▶ [Excerpted text]
━━━━━━━━

I would like to inactivate all occurrences of a symbol to prevent it from evaluating, regardless where in the evaluation process it appears. A minimal example:

g[x_] := foo;
f[x_] := x + g[x];
Inactivate[f[2] + g[3], g]
(*== output ==*)
2 + f00 + Inactive[g][3]

My desired output would be 2 + Inactive[g][2] + Inactive[g][3].

I understand that there would be thorny issues in general how to handle scoping constructs such as Block and Module but my naïve wish is "inactivate everywhere there is a head g and don't care about anything else".

(Additional comments: I don't want to write a temporary overwriting definition of g as the function of my actual interest has several down values which take quite some time to compute. Something like [the fictitious] SetAttributes[g,NeverEvaluates] could be something though.)

━━━━━━━━

▶ [Collected data]
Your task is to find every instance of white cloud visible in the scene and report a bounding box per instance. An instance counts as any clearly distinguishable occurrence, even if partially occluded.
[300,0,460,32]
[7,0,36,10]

━━━━━━━━

▶ [Problems to work on]
(a) Reproduce the portion of the Inactivate question from "2 + f00 + Inactive[g][3]" up to and including "be something though.)".
(b) List every capitalized built-in name that the Inactivate question uses in its code or mentions as a language construct. Leave out the one it marks as fictitious.

▶ [Responses]
(a)
2 + f00 + Inactive[g][3]

My desired output would be 2 + Inactive[g][2] + Inactive[g][3].

I understand that there would be thorny issues in general how to handle scoping constructs such as Block and Module but my naïve wish is "inactivate everywhere there is a head g and don't care about anything else".

(Additional comments: I don't want to write a temporary overwriting definition of g as the function of my actual interest has several down values which take quite some time to compute. Something like [the fictitious] SetAttributes[g,NeverEvaluates] could be something though.)

(b) Inactivate, Inactive, Block, Module, SetAttributes